**Short problem**
Please put every line of the listing below into a numbered list, skipping any blank lines and leaving the pictures out of your answer.

**Data listing**
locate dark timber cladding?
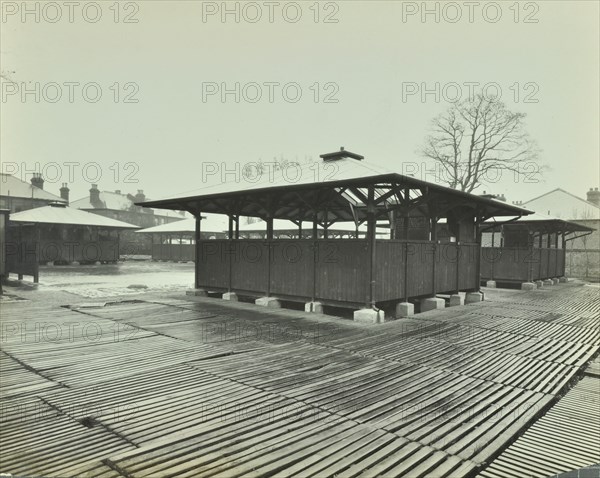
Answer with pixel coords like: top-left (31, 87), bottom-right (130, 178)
top-left (141, 148), bottom-right (530, 307)
top-left (480, 213), bottom-right (593, 283)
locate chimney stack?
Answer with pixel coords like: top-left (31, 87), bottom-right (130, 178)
top-left (31, 173), bottom-right (44, 189)
top-left (587, 188), bottom-right (600, 206)
top-left (134, 189), bottom-right (146, 203)
top-left (90, 184), bottom-right (102, 208)
top-left (60, 183), bottom-right (69, 205)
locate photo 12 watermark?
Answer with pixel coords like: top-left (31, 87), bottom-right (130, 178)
top-left (0, 161), bottom-right (140, 184)
top-left (402, 81), bottom-right (540, 104)
top-left (401, 1), bottom-right (540, 24)
top-left (0, 1), bottom-right (140, 24)
top-left (201, 81), bottom-right (340, 104)
top-left (1, 78), bottom-right (140, 104)
top-left (202, 1), bottom-right (340, 24)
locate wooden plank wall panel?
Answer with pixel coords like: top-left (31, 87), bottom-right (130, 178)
top-left (435, 244), bottom-right (461, 292)
top-left (458, 244), bottom-right (481, 290)
top-left (316, 239), bottom-right (369, 302)
top-left (408, 242), bottom-right (434, 297)
top-left (270, 239), bottom-right (315, 298)
top-left (375, 241), bottom-right (406, 301)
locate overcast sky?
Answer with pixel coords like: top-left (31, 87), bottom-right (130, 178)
top-left (0, 1), bottom-right (600, 205)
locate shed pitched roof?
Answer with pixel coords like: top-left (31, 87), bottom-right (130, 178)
top-left (484, 212), bottom-right (594, 232)
top-left (139, 158), bottom-right (531, 221)
top-left (136, 214), bottom-right (229, 234)
top-left (69, 191), bottom-right (186, 219)
top-left (10, 205), bottom-right (139, 229)
top-left (0, 173), bottom-right (65, 202)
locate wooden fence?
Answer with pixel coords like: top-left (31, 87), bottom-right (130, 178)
top-left (152, 244), bottom-right (196, 262)
top-left (481, 247), bottom-right (565, 282)
top-left (196, 239), bottom-right (479, 305)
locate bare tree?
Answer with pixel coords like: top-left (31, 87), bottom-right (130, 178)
top-left (422, 94), bottom-right (542, 192)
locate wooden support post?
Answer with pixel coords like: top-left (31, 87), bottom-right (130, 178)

**Task output**
1. locate dark timber cladding?
2. Answer with pixel coords like: top-left (31, 87), bottom-right (130, 178)
3. top-left (141, 148), bottom-right (530, 307)
4. top-left (480, 213), bottom-right (593, 283)
5. locate chimney stack?
6. Answer with pixel coords like: top-left (31, 87), bottom-right (130, 178)
7. top-left (31, 173), bottom-right (44, 189)
8. top-left (587, 188), bottom-right (600, 206)
9. top-left (134, 189), bottom-right (146, 203)
10. top-left (90, 184), bottom-right (102, 208)
11. top-left (60, 183), bottom-right (69, 205)
12. locate photo 12 watermark?
13. Answer with pixel coords like: top-left (31, 87), bottom-right (130, 178)
14. top-left (0, 161), bottom-right (140, 184)
15. top-left (402, 81), bottom-right (540, 104)
16. top-left (401, 1), bottom-right (540, 24)
17. top-left (0, 1), bottom-right (140, 24)
18. top-left (201, 81), bottom-right (340, 104)
19. top-left (1, 78), bottom-right (140, 104)
20. top-left (202, 1), bottom-right (340, 24)
21. locate wooden plank wall panel?
22. Answer with pixel coords like: top-left (31, 87), bottom-right (130, 178)
23. top-left (435, 244), bottom-right (461, 292)
24. top-left (458, 244), bottom-right (481, 290)
25. top-left (316, 239), bottom-right (369, 302)
26. top-left (408, 242), bottom-right (434, 297)
27. top-left (270, 239), bottom-right (315, 298)
28. top-left (375, 241), bottom-right (406, 301)
29. locate overcast sky?
30. Answer with pixel coords like: top-left (31, 87), bottom-right (130, 178)
31. top-left (0, 1), bottom-right (600, 205)
32. locate shed pitched roof?
33. Answer with pixel coords like: top-left (31, 87), bottom-right (130, 178)
34. top-left (484, 212), bottom-right (594, 232)
35. top-left (139, 158), bottom-right (531, 221)
36. top-left (136, 214), bottom-right (229, 234)
37. top-left (69, 191), bottom-right (186, 219)
38. top-left (10, 205), bottom-right (139, 229)
39. top-left (0, 173), bottom-right (65, 202)
40. locate wooden fence?
41. Answer with pixel coords like: top-left (31, 87), bottom-right (130, 178)
42. top-left (152, 244), bottom-right (196, 262)
43. top-left (481, 247), bottom-right (565, 282)
44. top-left (196, 239), bottom-right (479, 305)
45. locate bare tree?
46. Answer with pixel coords like: top-left (31, 87), bottom-right (130, 178)
47. top-left (422, 94), bottom-right (542, 192)
48. locate wooden support post?
49. Answer with pixel coords like: top-left (31, 87), bottom-right (130, 178)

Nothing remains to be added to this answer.